Your assignment :: Search the records for the word "beige" and report each line that has it.
**** Provided data
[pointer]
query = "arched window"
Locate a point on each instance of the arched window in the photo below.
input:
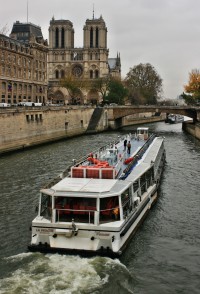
(91, 38)
(3, 86)
(62, 38)
(96, 74)
(57, 74)
(62, 73)
(57, 38)
(97, 37)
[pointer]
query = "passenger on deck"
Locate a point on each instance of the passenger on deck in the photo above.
(125, 143)
(129, 147)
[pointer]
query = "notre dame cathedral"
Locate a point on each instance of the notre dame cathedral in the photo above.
(90, 62)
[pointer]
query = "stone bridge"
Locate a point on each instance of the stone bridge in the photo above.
(116, 113)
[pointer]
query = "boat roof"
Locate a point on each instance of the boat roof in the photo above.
(89, 187)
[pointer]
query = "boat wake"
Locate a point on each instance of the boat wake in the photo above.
(37, 273)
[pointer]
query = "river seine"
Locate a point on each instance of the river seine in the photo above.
(163, 256)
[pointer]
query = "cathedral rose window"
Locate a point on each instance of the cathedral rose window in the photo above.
(77, 71)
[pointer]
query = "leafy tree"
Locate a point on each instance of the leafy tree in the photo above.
(4, 30)
(144, 84)
(100, 85)
(116, 91)
(193, 88)
(73, 85)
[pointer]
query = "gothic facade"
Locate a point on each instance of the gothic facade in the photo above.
(87, 63)
(23, 65)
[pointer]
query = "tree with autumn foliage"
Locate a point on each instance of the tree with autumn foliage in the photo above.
(192, 88)
(74, 86)
(144, 84)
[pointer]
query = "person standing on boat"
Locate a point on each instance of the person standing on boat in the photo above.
(129, 147)
(125, 143)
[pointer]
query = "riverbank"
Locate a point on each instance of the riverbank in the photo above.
(22, 128)
(192, 129)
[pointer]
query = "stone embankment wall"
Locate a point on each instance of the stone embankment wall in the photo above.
(25, 127)
(193, 129)
(142, 118)
(21, 128)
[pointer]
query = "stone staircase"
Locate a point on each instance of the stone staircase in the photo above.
(95, 118)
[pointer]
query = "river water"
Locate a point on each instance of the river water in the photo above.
(164, 255)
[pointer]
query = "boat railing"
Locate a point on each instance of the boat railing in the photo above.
(109, 215)
(137, 157)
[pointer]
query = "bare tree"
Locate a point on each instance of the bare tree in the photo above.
(4, 30)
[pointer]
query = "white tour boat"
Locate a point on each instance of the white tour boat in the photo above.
(96, 205)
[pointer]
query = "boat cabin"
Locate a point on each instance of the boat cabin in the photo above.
(94, 201)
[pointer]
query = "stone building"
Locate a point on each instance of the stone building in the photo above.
(87, 63)
(23, 65)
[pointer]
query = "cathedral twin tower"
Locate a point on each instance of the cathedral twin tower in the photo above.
(89, 62)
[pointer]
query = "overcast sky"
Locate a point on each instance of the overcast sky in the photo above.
(164, 33)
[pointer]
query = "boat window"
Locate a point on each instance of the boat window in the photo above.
(149, 177)
(135, 186)
(46, 206)
(126, 202)
(143, 183)
(109, 209)
(78, 208)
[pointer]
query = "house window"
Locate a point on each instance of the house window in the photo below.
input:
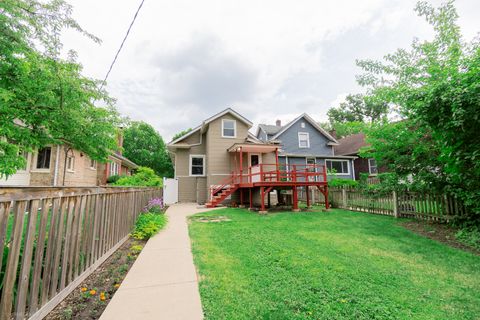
(43, 158)
(229, 128)
(113, 169)
(372, 166)
(338, 166)
(70, 163)
(303, 140)
(197, 165)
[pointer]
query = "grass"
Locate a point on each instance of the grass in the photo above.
(329, 265)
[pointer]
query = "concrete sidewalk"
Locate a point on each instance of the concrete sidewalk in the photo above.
(162, 283)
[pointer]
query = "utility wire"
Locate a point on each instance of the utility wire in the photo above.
(121, 45)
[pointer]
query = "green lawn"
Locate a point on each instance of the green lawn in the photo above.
(329, 265)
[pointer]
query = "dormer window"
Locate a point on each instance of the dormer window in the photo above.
(229, 128)
(303, 140)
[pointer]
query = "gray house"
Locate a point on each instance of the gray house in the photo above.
(303, 142)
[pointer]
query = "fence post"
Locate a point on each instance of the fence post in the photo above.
(395, 204)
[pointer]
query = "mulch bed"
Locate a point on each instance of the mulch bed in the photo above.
(91, 297)
(439, 232)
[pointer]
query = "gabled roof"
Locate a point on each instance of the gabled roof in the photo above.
(309, 119)
(212, 118)
(269, 129)
(350, 145)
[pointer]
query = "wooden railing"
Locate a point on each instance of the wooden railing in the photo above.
(417, 205)
(292, 173)
(51, 239)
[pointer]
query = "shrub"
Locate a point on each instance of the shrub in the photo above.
(148, 224)
(155, 205)
(144, 177)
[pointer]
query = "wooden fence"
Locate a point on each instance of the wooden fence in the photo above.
(404, 204)
(51, 239)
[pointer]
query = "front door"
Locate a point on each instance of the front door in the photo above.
(254, 162)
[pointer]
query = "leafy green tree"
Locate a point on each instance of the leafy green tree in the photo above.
(143, 145)
(181, 134)
(144, 177)
(436, 86)
(45, 99)
(358, 108)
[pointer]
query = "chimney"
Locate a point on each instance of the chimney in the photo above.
(333, 133)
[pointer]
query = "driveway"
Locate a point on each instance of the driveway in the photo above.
(162, 283)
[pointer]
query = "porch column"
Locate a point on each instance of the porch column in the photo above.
(295, 199)
(308, 196)
(251, 201)
(241, 165)
(262, 196)
(277, 166)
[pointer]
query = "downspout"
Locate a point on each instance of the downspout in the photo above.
(55, 170)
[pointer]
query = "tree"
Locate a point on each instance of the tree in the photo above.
(144, 146)
(181, 134)
(436, 86)
(358, 108)
(45, 99)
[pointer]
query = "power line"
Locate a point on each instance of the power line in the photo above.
(121, 45)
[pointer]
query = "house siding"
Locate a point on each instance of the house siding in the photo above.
(318, 142)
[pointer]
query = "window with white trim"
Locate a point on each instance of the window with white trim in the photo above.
(197, 165)
(340, 167)
(70, 163)
(113, 169)
(372, 166)
(229, 128)
(303, 140)
(43, 158)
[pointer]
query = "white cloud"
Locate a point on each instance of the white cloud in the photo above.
(269, 59)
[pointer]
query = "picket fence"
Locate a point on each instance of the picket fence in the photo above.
(52, 238)
(417, 205)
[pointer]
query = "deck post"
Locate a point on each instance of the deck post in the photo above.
(241, 165)
(251, 202)
(295, 199)
(308, 196)
(262, 197)
(325, 193)
(241, 198)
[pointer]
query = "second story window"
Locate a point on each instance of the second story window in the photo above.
(229, 128)
(303, 140)
(43, 158)
(197, 165)
(372, 166)
(70, 163)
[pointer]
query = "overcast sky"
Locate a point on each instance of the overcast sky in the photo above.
(186, 60)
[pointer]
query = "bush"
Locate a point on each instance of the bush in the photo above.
(144, 177)
(148, 224)
(342, 183)
(155, 205)
(113, 179)
(469, 236)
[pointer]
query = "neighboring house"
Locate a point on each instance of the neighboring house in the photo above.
(304, 142)
(350, 146)
(221, 159)
(60, 165)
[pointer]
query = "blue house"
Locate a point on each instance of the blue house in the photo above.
(303, 142)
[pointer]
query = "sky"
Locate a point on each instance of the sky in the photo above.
(272, 59)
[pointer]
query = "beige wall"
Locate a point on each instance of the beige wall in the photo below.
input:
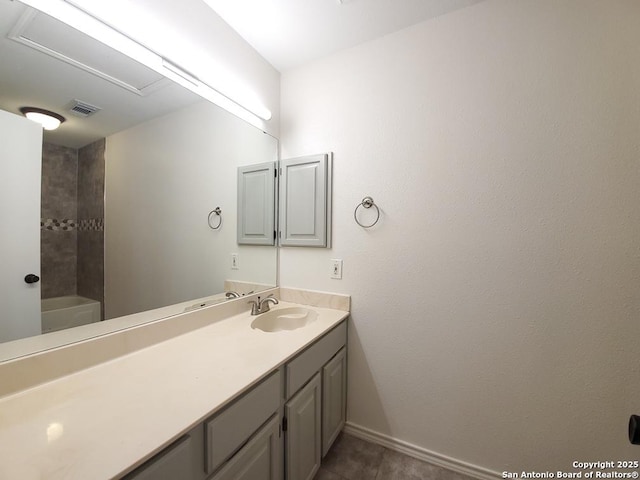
(496, 305)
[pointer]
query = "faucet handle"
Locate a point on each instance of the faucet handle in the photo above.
(255, 306)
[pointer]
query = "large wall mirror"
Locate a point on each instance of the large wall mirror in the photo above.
(136, 201)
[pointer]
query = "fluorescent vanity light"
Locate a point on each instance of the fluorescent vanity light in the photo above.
(91, 26)
(48, 120)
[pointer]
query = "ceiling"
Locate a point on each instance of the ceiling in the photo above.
(47, 64)
(289, 33)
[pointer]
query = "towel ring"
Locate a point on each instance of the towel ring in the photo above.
(218, 212)
(367, 202)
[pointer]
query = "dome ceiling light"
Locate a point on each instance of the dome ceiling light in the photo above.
(48, 120)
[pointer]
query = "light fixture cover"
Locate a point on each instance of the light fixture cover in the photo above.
(48, 120)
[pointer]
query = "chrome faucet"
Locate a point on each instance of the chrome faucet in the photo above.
(262, 306)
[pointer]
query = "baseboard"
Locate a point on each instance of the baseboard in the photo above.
(420, 453)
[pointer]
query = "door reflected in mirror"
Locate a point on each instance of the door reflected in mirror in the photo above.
(125, 193)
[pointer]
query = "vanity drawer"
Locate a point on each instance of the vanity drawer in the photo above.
(304, 366)
(229, 429)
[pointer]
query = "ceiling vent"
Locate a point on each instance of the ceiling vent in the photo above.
(83, 109)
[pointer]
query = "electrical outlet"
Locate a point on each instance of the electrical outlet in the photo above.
(336, 268)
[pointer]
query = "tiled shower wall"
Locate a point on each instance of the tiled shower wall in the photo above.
(91, 225)
(59, 207)
(72, 233)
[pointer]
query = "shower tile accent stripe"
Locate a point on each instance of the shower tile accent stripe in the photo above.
(85, 225)
(54, 224)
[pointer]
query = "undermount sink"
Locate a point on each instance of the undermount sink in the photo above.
(290, 318)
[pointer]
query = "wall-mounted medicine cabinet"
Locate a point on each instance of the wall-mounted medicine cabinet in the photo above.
(256, 204)
(304, 191)
(305, 201)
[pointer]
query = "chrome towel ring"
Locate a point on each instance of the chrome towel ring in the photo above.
(218, 212)
(367, 202)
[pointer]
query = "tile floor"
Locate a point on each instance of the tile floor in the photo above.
(353, 459)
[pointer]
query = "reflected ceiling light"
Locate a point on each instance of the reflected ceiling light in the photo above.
(94, 28)
(48, 120)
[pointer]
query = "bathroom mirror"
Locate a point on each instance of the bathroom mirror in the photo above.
(170, 160)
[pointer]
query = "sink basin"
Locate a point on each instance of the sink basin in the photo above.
(281, 319)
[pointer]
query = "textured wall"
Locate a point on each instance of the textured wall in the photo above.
(58, 237)
(496, 304)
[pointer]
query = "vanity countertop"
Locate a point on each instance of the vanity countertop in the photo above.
(100, 422)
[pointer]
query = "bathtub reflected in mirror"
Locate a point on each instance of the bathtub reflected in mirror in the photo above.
(126, 192)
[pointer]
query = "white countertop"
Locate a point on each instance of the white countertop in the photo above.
(100, 422)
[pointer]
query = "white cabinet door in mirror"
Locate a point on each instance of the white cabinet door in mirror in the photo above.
(256, 204)
(305, 206)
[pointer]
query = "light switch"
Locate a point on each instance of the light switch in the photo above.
(336, 268)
********
Answer to this problem ::
query = "beige wall"
Locate a point on each instance of the beige wall in the photo below.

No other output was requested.